§ What this task involves: Where the word "smoke" occurs in a line of the data, return the whole line.
== Material for the task ==
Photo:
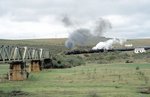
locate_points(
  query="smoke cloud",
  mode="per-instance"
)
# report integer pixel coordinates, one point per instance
(108, 44)
(87, 35)
(67, 21)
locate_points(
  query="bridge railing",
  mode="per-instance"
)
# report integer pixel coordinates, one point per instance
(17, 53)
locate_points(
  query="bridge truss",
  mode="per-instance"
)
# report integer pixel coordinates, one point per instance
(17, 53)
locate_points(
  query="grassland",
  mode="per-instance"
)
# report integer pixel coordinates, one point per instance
(104, 75)
(91, 80)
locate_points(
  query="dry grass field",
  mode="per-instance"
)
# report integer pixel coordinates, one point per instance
(104, 75)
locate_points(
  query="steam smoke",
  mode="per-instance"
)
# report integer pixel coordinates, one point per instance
(108, 44)
(87, 35)
(66, 20)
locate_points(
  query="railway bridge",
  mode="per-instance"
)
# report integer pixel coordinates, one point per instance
(18, 57)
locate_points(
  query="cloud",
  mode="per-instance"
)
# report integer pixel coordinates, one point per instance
(40, 18)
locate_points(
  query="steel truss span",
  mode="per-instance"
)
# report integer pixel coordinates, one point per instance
(18, 53)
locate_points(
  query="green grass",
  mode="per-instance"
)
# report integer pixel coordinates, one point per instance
(91, 80)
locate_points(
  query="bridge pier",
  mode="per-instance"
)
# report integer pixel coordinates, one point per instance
(17, 71)
(36, 65)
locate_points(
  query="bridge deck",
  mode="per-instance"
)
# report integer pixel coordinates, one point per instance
(16, 53)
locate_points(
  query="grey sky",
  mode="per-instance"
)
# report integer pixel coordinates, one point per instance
(42, 18)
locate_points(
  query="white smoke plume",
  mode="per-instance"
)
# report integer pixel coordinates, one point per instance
(108, 44)
(87, 35)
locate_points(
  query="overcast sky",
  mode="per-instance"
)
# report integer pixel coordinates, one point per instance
(21, 19)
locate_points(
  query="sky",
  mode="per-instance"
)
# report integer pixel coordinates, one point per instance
(28, 19)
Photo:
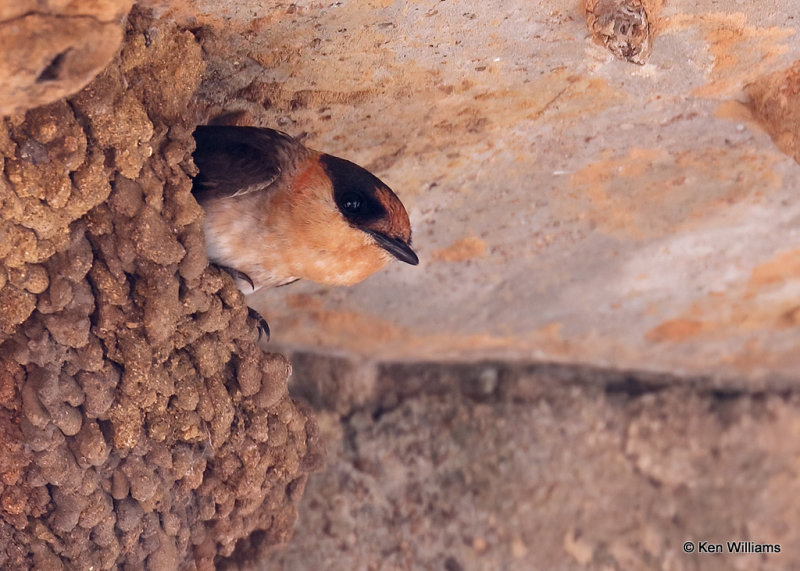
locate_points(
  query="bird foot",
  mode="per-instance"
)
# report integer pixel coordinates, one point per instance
(261, 323)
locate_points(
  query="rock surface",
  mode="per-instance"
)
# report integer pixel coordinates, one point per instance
(516, 467)
(566, 205)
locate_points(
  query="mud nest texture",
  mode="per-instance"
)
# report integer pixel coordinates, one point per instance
(141, 424)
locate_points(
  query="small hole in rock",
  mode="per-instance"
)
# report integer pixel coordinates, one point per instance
(52, 71)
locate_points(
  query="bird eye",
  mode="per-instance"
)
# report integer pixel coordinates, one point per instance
(352, 203)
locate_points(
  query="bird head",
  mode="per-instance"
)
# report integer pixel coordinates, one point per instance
(367, 204)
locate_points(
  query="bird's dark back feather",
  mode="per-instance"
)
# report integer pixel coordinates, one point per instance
(236, 160)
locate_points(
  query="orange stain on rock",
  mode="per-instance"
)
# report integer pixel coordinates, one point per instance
(676, 330)
(740, 52)
(649, 194)
(785, 266)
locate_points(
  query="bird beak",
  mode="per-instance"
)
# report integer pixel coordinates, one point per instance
(396, 247)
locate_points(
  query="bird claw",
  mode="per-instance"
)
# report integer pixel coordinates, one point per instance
(261, 323)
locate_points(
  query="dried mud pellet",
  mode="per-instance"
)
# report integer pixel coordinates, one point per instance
===
§ Written solution:
  query="smoke cloud",
  query="steam smoke",
  query="white smoke plume",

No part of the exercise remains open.